## BACAAN YANG DISEDIAKAN
::::::::::
Budaya patriaki yang mengakar, lanjut Titiek, membuat ruang gerak jurnalis perempuan sangat terbatas. Ini didukung pula dengan beban ganda akibat tuntutan domestik, relasi gender dan kultur sosial di masyarakat menjadi penghambat jurnalis perempuan untuk mendapatkan ruang tumbuh dan berkembang di industri media. Akibatnya, jurnalis perempuan amat sangat jarang bisa berada pada top level akibat stagnannya peran yang diberikan.
“Perlu adanya kesadaran kritis, merebut atau menduduki posisi yang pantas diberikan atas prestasi yang sudah dilakukan. Bila menganalisis posisi perempuan, bagaimana menempatkan seorang perempuan itu bukan hanya pendidikan yang menentukan posisi namun dia juga harus berjuang untuk menempatkan dirinya setara,” terang Titiek.
Perempuan memimpin media, dapat dihitung dengan jari. Di Indonesia hanya beberapa media yang memberikan ruang pada perempuan untuk menjadi pemimpin. Misalnya Harian Kompas, setelah berusia 53 tahun redaksinya pernah dipimpin Ninuk Pambudy, atau Hermein Y Kleden yang pernah memimpin redaksi Tempo English. Kemudian ada Liputan6 yang saat ini pimpin Irna Gustiawati dan KBR 68H dikomandoi Citra Dyah Prastuti. Serta redaksi IDN Times dipimpin oleh Uni Lubis dan Kompas TV oleh Rosiana Silalahi.
Tak hanya di Indonesia, media internasional seperti Reuters membutuhkan waktu 170 tahun untuk memiliki pemimpin redaksi perempuan pertama yakni Alessandra Galloni. Tak jauh berbeda dengan National Geographic setelah berusia 131 tahun akhirnya Susan Goldberg menjadi perempuan pertama yang memimpin ruang redaksi.
Tak jarang, dikatakan Titiek perempuan harus melakukan lompatan besar seperti dengan membangun media sendiri agar dapat menghadirkan inklusifitas di newsroom. Ini seperti yang dilakukan Luviana di Konde.co, Najwa Shibab dengan platform Narasi serta Devi Asmarani dan Hera Diana yang menghadirkan Magdalene.
“Mereka berjuang untuk menipiskan nilai patriaki yang sangat mengakar. Saat ini teknologi memungkinkan perjuangan jurnalis yang progresif, termasuk di daerah. Identitas, perempuan memang berbeda dengan tokoh laki-laki dibidang lain. Perempuan harus menancapkan identitasnya lebih berat dari teman sejawatnya,” beber Titiek.
Riset yang dilakukan Perhimpunan Pengembangan Media Nusantara (PPMN) tahun 2021 lalu menunjukan ada enam hambatan kepemimpinan perempuan di media, yakni: 1. Hambatan sosial budaya, 2. Hambatan kondisi struktur organisasi, 3. Hambatan yang berkaitan dengan proses internal organisasi, 4. Hambatan personal yang berkaitan dengan latar belakang individu, 5. Hambatan personal yang berkaitan dengan soft skill yang dimiliki individu, dan 6. Hambatan personal yang berkaitan dengan rencana karir individu. Pola-pola hambatan pada kepemimpinan perempuan menempatkan hambatan di level organisasi sebagai hambatan utama, diikuti dengan hambatan individu, dan sosial budaya. Oleh karena itu, intervensi utama dalam mengurangi hambatan terhadap kepemimpinan perempuan mesti dilakukan pertama kali di level organisasional.
::::::::::
## PETUNJUK
Ringkaslah bacaan tentang kepemimpinan jurnalis perempuan di atas dalam dua kalimat.

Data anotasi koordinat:
::::::::::
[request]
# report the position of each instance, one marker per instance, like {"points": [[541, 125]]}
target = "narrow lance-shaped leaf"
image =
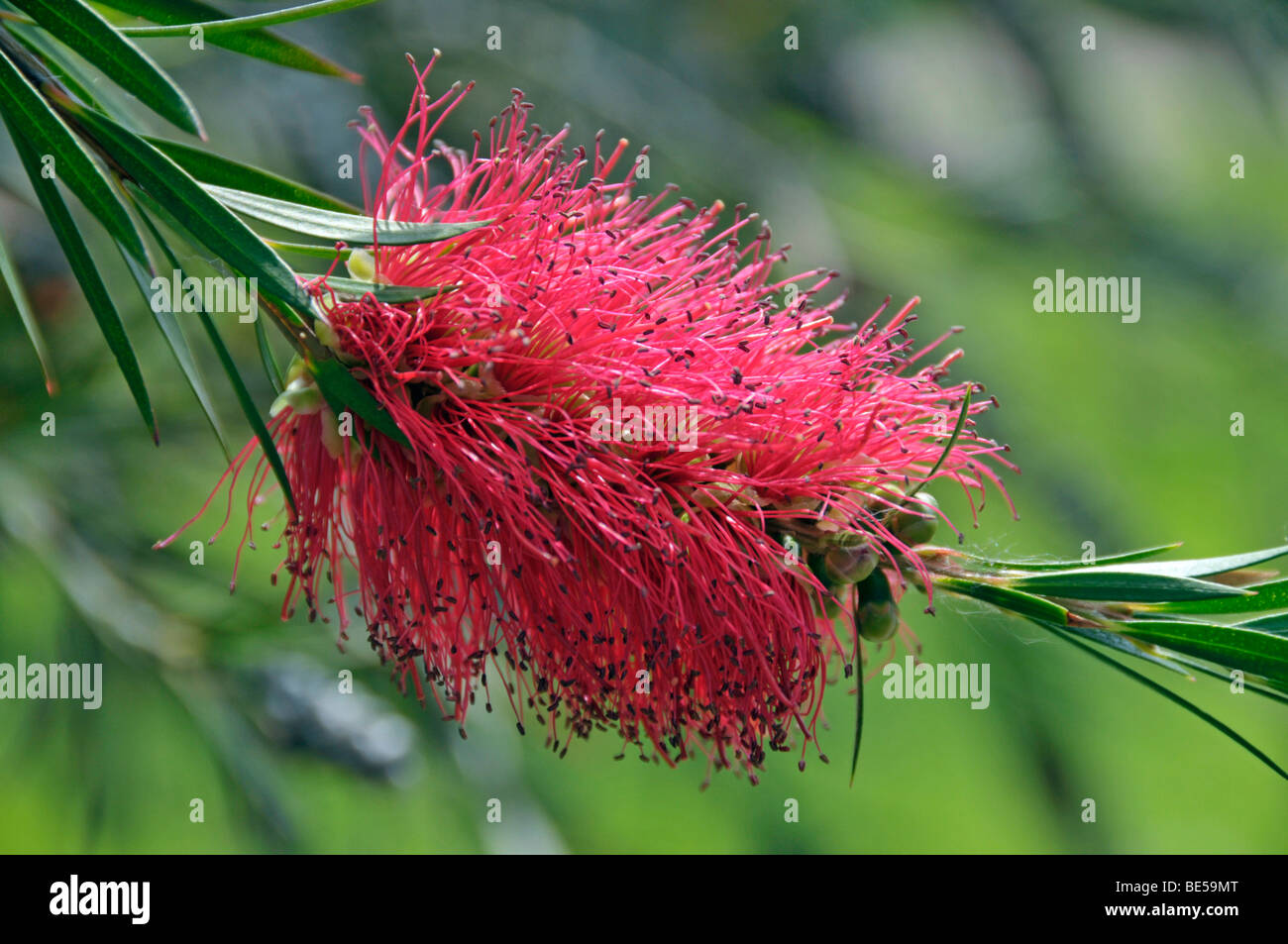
{"points": [[858, 708], [390, 294], [336, 226], [1006, 597], [266, 356], [1206, 567], [256, 21], [62, 156], [86, 273], [1262, 596], [1115, 583], [1172, 697], [343, 391], [179, 347], [196, 211], [1069, 565], [222, 171], [9, 275], [1247, 649], [68, 68], [244, 398], [257, 43], [85, 31], [248, 404]]}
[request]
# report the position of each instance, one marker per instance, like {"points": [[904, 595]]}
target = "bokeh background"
{"points": [[1112, 162]]}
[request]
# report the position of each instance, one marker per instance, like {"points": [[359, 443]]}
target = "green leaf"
{"points": [[1232, 647], [1069, 565], [178, 344], [1273, 595], [1172, 697], [27, 115], [80, 27], [257, 43], [336, 226], [343, 391], [1117, 583], [307, 249], [213, 168], [256, 21], [266, 356], [86, 273], [390, 294], [58, 64], [248, 404], [1206, 567], [9, 275], [1276, 622], [197, 211], [1014, 600]]}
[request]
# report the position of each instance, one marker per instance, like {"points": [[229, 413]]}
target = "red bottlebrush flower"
{"points": [[636, 480]]}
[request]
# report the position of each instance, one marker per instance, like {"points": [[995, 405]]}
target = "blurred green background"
{"points": [[1107, 162]]}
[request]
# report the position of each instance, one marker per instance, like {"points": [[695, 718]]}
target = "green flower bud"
{"points": [[301, 395], [850, 565], [876, 614], [917, 524], [362, 265]]}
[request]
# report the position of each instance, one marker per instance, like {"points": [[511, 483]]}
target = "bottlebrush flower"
{"points": [[638, 479]]}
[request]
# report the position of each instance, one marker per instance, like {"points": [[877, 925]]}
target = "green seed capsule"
{"points": [[850, 565], [877, 614], [914, 526]]}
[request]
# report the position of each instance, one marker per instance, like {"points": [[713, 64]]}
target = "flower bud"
{"points": [[362, 265], [877, 616], [917, 524], [850, 565]]}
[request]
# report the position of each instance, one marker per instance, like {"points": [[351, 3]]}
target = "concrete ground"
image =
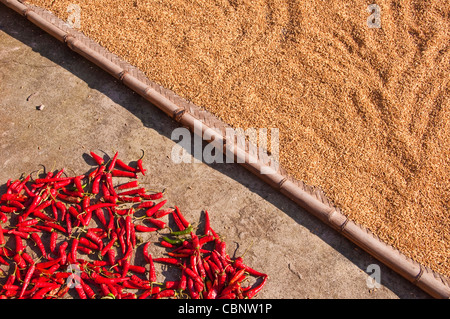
{"points": [[86, 109]]}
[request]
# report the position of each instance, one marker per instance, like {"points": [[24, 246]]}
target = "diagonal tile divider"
{"points": [[190, 115]]}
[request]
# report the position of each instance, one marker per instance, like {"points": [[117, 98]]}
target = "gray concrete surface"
{"points": [[86, 109]]}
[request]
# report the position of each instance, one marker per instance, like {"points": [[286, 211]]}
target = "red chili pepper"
{"points": [[97, 240], [155, 208], [96, 184], [152, 196], [112, 164], [27, 279], [53, 238], [40, 244], [98, 159], [128, 185], [158, 223], [2, 238], [140, 166], [166, 293], [162, 212], [109, 245], [124, 166], [252, 292], [119, 173], [142, 228], [181, 217], [171, 261]]}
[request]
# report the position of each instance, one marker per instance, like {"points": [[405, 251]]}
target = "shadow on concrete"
{"points": [[39, 41]]}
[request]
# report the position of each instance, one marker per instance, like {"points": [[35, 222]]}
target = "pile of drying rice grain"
{"points": [[363, 112]]}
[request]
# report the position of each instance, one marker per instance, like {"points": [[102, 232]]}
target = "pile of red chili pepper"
{"points": [[82, 232]]}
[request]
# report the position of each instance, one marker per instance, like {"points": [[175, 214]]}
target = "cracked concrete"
{"points": [[86, 109]]}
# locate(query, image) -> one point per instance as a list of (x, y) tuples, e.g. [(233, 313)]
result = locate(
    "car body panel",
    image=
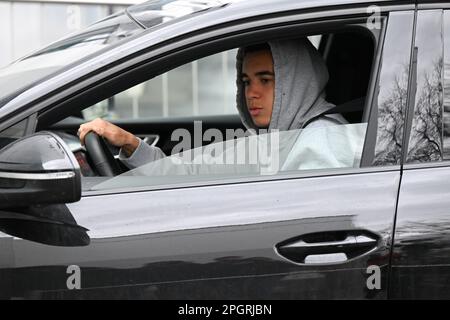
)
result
[(171, 244), (421, 257)]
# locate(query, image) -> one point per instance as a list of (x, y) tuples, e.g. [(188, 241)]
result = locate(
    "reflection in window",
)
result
[(251, 155), (425, 143), (393, 85), (446, 118), (202, 87)]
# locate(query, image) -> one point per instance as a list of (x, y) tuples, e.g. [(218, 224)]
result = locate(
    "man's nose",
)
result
[(253, 91)]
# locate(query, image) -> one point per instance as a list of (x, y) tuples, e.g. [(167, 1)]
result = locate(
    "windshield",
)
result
[(38, 66)]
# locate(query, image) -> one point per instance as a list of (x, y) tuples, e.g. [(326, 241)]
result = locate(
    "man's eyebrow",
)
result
[(264, 73), (260, 73)]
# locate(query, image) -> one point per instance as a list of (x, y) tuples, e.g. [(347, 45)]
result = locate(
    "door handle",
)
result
[(328, 247)]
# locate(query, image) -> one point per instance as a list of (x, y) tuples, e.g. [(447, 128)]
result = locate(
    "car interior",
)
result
[(349, 54)]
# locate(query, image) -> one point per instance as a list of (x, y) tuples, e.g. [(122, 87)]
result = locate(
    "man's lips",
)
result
[(255, 111)]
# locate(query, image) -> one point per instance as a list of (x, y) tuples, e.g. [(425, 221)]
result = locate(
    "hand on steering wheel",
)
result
[(101, 156)]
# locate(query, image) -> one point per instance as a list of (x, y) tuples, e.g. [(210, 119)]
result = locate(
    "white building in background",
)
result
[(203, 87), (30, 24)]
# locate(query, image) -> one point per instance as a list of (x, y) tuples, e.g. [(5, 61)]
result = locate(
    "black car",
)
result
[(77, 223)]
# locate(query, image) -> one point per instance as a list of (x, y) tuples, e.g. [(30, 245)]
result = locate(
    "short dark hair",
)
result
[(255, 48)]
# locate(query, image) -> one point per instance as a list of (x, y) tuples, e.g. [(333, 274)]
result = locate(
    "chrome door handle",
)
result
[(328, 247)]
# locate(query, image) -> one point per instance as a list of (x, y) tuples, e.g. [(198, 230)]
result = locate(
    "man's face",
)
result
[(259, 81)]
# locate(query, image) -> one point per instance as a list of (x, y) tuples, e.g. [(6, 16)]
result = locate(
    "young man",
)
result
[(280, 85)]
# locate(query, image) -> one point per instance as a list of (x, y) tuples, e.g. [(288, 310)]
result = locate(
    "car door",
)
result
[(309, 234), (420, 265)]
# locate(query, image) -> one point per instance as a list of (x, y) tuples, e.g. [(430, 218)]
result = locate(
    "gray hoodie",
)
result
[(300, 80)]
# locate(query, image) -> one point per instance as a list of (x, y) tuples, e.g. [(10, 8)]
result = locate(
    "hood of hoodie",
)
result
[(300, 79)]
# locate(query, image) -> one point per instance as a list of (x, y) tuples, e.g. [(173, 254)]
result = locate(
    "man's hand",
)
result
[(115, 135)]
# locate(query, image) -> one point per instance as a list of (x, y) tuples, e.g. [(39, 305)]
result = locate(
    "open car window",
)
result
[(277, 152)]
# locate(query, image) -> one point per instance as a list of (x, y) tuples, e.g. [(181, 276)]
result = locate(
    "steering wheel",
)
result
[(101, 156)]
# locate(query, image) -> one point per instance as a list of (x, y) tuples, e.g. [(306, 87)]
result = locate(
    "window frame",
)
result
[(186, 50)]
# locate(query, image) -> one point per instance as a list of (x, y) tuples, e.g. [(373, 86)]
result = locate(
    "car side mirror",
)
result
[(38, 169), (38, 175)]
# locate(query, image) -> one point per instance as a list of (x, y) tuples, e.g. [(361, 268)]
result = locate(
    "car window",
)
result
[(334, 146), (425, 141), (202, 87), (391, 98), (208, 87)]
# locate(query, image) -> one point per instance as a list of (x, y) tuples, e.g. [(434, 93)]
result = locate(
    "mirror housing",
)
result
[(38, 169)]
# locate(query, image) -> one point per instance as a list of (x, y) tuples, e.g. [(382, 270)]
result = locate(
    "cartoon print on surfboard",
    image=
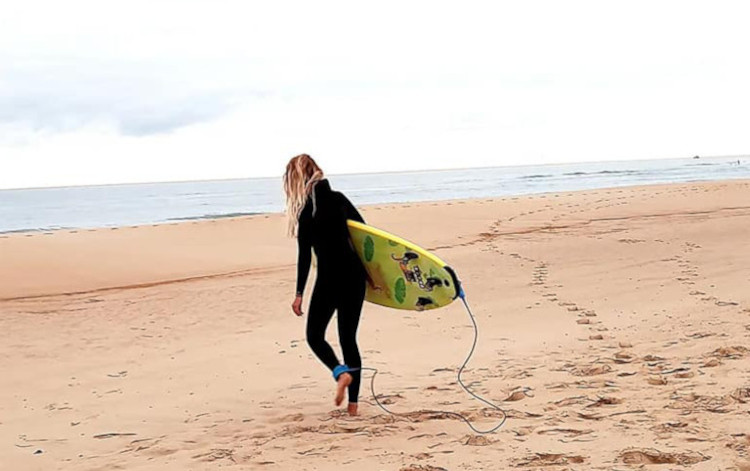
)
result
[(402, 275)]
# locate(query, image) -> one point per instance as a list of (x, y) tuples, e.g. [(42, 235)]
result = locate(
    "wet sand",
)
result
[(614, 332)]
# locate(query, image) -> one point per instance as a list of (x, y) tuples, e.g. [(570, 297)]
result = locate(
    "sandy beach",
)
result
[(614, 330)]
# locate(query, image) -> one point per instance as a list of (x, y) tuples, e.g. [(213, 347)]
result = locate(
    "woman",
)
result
[(317, 217)]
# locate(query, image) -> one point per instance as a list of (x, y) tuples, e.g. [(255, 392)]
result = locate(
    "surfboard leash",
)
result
[(462, 295)]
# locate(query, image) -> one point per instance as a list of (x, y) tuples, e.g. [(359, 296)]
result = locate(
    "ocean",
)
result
[(46, 209)]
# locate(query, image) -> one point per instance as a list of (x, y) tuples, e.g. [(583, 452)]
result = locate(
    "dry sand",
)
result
[(614, 331)]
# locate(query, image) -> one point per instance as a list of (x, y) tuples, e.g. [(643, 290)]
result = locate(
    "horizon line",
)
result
[(386, 172)]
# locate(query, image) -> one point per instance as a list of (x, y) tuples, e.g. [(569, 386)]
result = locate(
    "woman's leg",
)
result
[(321, 310), (350, 309)]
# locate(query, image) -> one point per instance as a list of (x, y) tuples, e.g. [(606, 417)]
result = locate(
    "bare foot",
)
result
[(345, 379)]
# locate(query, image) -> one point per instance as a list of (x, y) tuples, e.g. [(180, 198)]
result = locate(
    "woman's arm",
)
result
[(304, 246), (350, 211)]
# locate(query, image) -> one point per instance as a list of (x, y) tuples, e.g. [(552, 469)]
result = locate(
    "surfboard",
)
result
[(401, 274)]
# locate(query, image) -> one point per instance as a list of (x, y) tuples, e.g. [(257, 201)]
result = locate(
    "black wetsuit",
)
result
[(341, 278)]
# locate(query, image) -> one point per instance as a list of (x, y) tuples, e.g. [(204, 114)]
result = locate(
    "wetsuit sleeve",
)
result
[(304, 247), (350, 211)]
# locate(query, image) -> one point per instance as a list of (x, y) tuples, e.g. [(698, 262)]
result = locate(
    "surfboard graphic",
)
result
[(402, 274)]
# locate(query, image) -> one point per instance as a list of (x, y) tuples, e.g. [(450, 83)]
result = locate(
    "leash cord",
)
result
[(460, 370)]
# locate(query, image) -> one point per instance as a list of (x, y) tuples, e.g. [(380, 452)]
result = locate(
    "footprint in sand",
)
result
[(548, 459), (640, 456)]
::::::::::
## JAWABAN LATIHAN
Menurut Titiek, budaya yang mengakar, beban ganda, relasi gender, dan kultur sosial membatasi ruang gerak jurnalis perempuan sehingga mereka amat jarang mencapai posisi puncak, dan hanya sedikit media, baik di Indonesia maupun internasional, yang pernah dipimpin perempuan. Riset PPMN tahun 2021 menemukan enam hambatan kepemimpinan perempuan di media, dengan hambatan di level organisasi sebagai hambatan utama, sehingga intervensi untuk menguranginya mesti dilakukan pertama kali di level organisasional.